--- SOURCE PASSAGE ---

I close with a status report on Bangkok, written for those lucky people who have shared this city with me over the years. Nate, Erin, Inge, Tom, Koen, Liam, Jesse and Tucker, here's what's become of the place:

- Nakorn Pink is pretty much the same, except they've put up new signs where they've finally corrected the spelling of the name to Nakorn Ping. Last time Erin and I were here, they'd brutally increased the rate for fan rooms to 490 baht; I'm pleased to report that they've now got a "special offer" room rate that's apparently been in place since August 2nd, and you can get a fan room for a much more reasonable 400 baht.

- The sidewalk bar where Jesse got kicked in the neck during an argument over the bill is still open. In fact, it's greatly expanded, with a bunch more tables now on the street, and a few more tucked inside a garage door in the building behind. We saw no sign of the neck-kicker, however; presumably he has died of internal bleeding from flopping himself down on the street while drop-kicking some hapless tourist in the neck.

- Every other sidewalk retail or drinking place has expanded off of the sidewalk and into the street. Word must have gotten around that the cops don't care if you use the street as your shop floor, because everyone has done it. Consequently, there's very little room for people to walk on Khao San Road anymore, much less to drive on it. Khao San seemed oddly dead, actually. Soi Rambuttri, which 7 years ago was much quieter, is now where the main backpacker party is.

- Popiang House (a.k.a. BBC World) is still alive and kicking. They've got tables permanently set up on the sidewalk across the street, where they used to set up mats on the sidewalk and illegally serve beer after hours. I have no idea what the after-hours drinking scene is like here n0w; Erin and I went to bed early because we are very old.

- The ruins of Samsen (two years ago I posted a photo here) are now partially demolished. They've taken the top few floors off, so now the roof is at the same level as the adjacent buildings. I would have thought that surely the entire building was worthy of demolition, but the owners apparently saw some economic merit in the crumbling bottom half of this half-built edifice.

- That hotel they demolished the gay baguette place on Samsen Soi 2 in order to build still isn't finished. They look like they're getting close.

--- RECORDED DATA ---

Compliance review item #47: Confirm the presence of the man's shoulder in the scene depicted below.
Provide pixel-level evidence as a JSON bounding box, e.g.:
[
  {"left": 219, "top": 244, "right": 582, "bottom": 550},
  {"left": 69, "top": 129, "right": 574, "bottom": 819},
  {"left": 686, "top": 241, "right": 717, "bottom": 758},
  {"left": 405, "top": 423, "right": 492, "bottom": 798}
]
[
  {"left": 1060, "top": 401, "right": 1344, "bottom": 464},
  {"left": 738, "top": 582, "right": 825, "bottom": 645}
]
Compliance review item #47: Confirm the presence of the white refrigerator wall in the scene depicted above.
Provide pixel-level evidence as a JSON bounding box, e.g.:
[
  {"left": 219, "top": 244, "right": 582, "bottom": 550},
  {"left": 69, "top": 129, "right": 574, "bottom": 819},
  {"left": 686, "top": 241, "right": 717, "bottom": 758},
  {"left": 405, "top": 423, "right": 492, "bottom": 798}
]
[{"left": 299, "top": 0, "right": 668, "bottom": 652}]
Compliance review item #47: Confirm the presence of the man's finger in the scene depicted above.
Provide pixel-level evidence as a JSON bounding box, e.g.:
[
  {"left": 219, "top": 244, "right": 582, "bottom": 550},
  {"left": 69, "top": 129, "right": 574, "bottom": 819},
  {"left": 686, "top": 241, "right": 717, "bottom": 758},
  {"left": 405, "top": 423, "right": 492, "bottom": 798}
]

---

■ **EXERCISE SET**
1. Reproduce the section of the Bangkok passage that begins with the words containing "- Every other" and ends with "backpacker party is.".
2. According to the Bangkok passage, what does a fan room cost at Nakorn Ping under the "special offer" rate?
3. List every person the Bangkok passage names as having shared the city with the writer.
Use only the Bangkok passage to complete the work.

■ **EXERCISE RESULTS**
1.
- Every other sidewalk retail or drinking place has expanded off of the sidewalk and into the street. Word must have gotten around that the cops don't care if you use the street as your shop floor, because everyone has done it. Consequently, there's very little room for people to walk on Khao San Road anymore, much less to drive on it. Khao San seemed oddly dead, actually. Soi Rambuttri, which 7 years ago was much quieter, is now where the main backpacker party is.

2. 400 baht.

3. Nate, Erin, Inge, Tom, Koen, Liam, Jesse, Tucker